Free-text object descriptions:
<<<<
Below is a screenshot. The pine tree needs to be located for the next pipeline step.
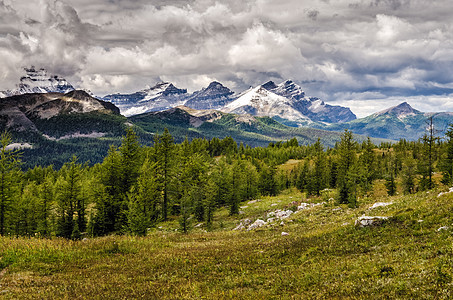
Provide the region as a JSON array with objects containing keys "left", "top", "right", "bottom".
[
  {"left": 0, "top": 132, "right": 22, "bottom": 235},
  {"left": 155, "top": 128, "right": 175, "bottom": 221},
  {"left": 127, "top": 158, "right": 160, "bottom": 235},
  {"left": 441, "top": 124, "right": 453, "bottom": 185},
  {"left": 402, "top": 157, "right": 416, "bottom": 194},
  {"left": 336, "top": 130, "right": 358, "bottom": 205},
  {"left": 419, "top": 117, "right": 438, "bottom": 190},
  {"left": 56, "top": 156, "right": 84, "bottom": 239}
]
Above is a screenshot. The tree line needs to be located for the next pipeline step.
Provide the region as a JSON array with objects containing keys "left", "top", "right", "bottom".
[{"left": 1, "top": 123, "right": 453, "bottom": 239}]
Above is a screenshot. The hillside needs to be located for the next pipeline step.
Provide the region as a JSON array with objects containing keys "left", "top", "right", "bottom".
[
  {"left": 0, "top": 91, "right": 129, "bottom": 168},
  {"left": 1, "top": 184, "right": 453, "bottom": 298},
  {"left": 129, "top": 106, "right": 386, "bottom": 147}
]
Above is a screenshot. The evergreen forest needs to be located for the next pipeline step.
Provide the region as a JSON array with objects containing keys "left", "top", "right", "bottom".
[{"left": 1, "top": 124, "right": 453, "bottom": 240}]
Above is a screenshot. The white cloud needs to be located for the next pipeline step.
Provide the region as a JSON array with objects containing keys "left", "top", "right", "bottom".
[{"left": 1, "top": 0, "right": 453, "bottom": 115}]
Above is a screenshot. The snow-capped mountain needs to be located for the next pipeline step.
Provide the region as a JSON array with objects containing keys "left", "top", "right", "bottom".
[
  {"left": 0, "top": 67, "right": 75, "bottom": 97},
  {"left": 262, "top": 80, "right": 356, "bottom": 123},
  {"left": 222, "top": 85, "right": 311, "bottom": 122},
  {"left": 103, "top": 82, "right": 188, "bottom": 116},
  {"left": 184, "top": 81, "right": 234, "bottom": 110}
]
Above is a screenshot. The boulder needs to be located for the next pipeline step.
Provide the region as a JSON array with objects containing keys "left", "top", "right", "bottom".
[
  {"left": 355, "top": 216, "right": 388, "bottom": 227},
  {"left": 247, "top": 219, "right": 267, "bottom": 231}
]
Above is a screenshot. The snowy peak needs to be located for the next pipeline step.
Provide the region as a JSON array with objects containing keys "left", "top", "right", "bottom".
[
  {"left": 192, "top": 81, "right": 233, "bottom": 99},
  {"left": 264, "top": 79, "right": 306, "bottom": 100},
  {"left": 155, "top": 82, "right": 187, "bottom": 96},
  {"left": 222, "top": 85, "right": 309, "bottom": 122},
  {"left": 375, "top": 102, "right": 421, "bottom": 118},
  {"left": 1, "top": 67, "right": 75, "bottom": 97},
  {"left": 182, "top": 81, "right": 234, "bottom": 110}
]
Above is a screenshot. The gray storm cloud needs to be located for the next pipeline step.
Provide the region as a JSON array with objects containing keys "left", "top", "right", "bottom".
[{"left": 1, "top": 0, "right": 453, "bottom": 116}]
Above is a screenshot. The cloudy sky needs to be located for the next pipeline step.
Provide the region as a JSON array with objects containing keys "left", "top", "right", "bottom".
[{"left": 1, "top": 0, "right": 453, "bottom": 117}]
>>>>
• **INSTRUCTIONS FOR THE TASK**:
Go through the entries above and copy each line holding the string "tree".

• **TASK SOLUTION**:
Below is a screenshot. The pine tree needs to be located for the next pipeline step.
Above is a screenshot. The tree line needs to be located for the next pipeline step.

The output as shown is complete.